Only the lines below between the ones containing "Target — slate roof." and "Target — pedestrian walking.", inclusive, are to be reproduced, each exactly as it stands.

── Records for the task ──

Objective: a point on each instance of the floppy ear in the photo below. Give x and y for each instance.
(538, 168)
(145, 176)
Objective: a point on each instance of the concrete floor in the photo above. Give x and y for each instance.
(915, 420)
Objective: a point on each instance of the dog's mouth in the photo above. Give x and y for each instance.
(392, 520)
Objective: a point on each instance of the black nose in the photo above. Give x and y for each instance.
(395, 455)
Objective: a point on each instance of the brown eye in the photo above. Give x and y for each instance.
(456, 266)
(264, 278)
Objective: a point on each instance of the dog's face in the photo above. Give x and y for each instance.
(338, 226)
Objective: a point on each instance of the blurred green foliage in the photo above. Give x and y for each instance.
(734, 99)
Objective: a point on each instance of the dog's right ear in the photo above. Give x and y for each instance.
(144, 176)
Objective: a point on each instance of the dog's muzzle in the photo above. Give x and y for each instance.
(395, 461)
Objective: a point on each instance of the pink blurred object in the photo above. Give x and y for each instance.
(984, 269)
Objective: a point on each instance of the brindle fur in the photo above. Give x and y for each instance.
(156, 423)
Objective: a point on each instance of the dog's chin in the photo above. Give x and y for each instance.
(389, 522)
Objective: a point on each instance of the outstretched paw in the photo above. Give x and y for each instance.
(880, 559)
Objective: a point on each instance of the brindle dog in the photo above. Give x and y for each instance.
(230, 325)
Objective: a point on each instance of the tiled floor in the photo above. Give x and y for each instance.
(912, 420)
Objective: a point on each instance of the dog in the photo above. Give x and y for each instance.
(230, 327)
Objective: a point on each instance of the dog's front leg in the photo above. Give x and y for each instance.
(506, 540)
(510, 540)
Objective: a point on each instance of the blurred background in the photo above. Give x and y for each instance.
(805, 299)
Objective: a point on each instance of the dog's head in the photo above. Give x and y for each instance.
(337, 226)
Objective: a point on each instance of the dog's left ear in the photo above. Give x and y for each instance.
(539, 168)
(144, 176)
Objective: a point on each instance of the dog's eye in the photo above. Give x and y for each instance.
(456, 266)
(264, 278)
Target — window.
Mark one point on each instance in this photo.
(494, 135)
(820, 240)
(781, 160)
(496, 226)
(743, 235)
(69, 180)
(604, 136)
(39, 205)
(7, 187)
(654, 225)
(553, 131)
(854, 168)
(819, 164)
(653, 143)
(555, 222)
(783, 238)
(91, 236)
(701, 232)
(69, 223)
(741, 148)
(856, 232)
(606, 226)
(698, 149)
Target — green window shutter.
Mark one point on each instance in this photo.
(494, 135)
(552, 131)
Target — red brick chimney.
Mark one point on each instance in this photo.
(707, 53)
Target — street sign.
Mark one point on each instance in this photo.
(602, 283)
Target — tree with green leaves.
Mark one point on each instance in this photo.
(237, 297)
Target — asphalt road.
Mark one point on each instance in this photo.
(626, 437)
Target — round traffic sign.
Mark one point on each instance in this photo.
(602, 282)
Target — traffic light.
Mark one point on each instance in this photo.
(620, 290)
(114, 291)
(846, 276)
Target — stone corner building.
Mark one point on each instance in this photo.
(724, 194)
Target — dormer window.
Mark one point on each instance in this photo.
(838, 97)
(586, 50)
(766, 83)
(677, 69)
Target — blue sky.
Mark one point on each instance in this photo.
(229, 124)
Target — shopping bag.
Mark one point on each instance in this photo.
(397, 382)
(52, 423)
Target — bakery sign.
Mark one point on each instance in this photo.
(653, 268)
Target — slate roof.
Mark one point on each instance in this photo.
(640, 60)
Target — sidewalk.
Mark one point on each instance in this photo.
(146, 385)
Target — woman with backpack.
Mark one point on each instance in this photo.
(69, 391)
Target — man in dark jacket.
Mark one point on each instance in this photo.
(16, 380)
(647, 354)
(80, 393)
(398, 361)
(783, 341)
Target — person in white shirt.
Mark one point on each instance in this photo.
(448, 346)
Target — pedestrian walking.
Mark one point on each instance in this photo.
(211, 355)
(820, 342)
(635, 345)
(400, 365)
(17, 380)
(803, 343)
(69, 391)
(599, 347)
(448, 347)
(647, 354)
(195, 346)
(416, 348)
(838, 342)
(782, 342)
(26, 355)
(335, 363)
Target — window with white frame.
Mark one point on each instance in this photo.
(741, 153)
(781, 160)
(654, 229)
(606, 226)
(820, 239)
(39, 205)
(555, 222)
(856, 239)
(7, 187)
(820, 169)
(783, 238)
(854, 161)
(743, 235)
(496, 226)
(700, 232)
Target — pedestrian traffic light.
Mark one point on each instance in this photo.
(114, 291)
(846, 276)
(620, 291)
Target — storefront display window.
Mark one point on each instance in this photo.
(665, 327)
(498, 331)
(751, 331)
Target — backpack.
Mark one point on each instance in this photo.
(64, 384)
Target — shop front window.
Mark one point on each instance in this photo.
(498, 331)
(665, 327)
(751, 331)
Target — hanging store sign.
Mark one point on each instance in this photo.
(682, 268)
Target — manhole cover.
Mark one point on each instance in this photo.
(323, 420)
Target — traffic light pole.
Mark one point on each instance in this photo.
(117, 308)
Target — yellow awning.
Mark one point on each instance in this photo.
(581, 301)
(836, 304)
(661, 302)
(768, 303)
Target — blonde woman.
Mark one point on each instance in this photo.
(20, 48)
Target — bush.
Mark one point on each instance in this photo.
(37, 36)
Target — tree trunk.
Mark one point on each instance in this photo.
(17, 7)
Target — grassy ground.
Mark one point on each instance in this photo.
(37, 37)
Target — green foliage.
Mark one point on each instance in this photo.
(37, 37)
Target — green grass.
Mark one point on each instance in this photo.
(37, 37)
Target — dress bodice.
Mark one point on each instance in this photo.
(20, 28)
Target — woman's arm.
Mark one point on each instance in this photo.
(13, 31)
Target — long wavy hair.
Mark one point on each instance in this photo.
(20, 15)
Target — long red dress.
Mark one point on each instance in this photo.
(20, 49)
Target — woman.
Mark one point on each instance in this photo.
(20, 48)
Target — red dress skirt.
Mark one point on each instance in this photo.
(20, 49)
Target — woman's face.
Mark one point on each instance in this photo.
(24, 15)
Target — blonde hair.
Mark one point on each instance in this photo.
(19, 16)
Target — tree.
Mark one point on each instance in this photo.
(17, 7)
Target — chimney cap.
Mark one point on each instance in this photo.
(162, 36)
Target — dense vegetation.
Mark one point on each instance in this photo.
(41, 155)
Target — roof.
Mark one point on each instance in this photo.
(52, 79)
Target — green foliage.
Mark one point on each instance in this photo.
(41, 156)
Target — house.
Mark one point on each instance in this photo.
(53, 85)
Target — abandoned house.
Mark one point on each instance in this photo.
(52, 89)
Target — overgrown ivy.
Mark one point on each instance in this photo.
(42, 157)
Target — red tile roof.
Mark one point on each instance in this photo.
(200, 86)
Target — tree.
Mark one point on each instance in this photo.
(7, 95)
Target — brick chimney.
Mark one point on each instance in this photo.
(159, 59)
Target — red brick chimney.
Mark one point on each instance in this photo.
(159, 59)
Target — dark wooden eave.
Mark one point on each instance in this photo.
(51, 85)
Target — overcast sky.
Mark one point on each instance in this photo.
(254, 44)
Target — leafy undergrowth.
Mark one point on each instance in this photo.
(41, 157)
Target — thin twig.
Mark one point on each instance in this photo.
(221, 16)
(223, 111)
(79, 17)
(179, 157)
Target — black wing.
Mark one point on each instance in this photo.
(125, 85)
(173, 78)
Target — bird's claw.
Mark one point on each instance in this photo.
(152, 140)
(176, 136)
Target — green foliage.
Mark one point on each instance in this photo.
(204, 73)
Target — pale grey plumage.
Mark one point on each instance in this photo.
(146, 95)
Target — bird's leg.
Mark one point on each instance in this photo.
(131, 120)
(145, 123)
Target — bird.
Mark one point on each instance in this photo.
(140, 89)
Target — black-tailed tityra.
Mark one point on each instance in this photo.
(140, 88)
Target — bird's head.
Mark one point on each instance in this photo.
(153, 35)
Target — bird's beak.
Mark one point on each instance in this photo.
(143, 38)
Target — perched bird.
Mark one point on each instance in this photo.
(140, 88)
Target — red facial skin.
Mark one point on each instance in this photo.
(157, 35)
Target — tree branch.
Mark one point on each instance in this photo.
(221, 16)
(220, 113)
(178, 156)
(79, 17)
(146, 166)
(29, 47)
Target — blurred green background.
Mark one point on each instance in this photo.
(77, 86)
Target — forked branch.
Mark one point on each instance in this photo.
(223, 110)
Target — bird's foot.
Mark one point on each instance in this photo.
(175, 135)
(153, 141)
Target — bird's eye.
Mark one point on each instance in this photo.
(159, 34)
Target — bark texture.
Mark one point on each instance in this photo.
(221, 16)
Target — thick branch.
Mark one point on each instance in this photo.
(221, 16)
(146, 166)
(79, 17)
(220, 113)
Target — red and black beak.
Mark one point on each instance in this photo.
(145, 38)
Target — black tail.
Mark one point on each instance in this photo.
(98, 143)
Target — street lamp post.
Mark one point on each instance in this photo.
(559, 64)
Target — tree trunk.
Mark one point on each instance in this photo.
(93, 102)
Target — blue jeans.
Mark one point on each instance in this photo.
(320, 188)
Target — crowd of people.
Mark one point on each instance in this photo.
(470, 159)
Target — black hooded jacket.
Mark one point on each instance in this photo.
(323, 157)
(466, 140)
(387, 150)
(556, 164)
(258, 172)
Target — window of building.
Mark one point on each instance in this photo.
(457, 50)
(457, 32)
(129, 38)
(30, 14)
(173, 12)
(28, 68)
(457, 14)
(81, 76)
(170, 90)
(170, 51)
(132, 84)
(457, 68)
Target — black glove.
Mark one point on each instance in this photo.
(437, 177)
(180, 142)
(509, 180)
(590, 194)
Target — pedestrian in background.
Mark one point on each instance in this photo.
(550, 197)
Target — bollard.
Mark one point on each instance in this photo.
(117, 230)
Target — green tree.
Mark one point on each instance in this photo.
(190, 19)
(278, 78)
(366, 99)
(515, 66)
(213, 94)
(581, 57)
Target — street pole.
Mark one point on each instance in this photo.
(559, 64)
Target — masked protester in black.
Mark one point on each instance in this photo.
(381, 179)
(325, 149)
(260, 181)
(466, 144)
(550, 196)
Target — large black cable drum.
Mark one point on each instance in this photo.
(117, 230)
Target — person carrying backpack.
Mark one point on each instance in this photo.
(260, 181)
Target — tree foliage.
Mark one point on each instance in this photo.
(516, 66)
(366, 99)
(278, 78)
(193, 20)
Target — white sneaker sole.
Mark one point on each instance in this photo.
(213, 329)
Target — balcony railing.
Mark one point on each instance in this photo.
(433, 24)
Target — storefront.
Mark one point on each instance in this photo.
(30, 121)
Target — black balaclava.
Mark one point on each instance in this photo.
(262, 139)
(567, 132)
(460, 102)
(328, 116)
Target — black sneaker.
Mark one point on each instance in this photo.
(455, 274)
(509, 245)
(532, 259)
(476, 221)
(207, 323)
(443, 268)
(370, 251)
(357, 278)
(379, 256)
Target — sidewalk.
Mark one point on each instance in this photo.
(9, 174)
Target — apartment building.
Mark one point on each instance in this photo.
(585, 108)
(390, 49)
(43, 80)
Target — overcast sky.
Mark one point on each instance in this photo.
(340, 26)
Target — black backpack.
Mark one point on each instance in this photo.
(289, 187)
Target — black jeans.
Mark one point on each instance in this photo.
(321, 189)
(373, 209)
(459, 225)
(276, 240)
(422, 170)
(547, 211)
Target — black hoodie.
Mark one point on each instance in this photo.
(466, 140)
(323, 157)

───

[Task output]:
Target — slate roof.
Mark one point on each instance in this photo.
(640, 60)
Target — sidewalk.
Mark one point on each instance in this photo.
(146, 385)
Target — woman with backpack.
Mark one point on each instance in this photo.
(69, 391)
Target — man in dark jacket.
Mark one point on each instance in this photo.
(16, 380)
(647, 354)
(80, 393)
(398, 361)
(783, 341)
Target — person in white shirt.
Mark one point on each instance in this photo.
(448, 346)
Target — pedestrian walking.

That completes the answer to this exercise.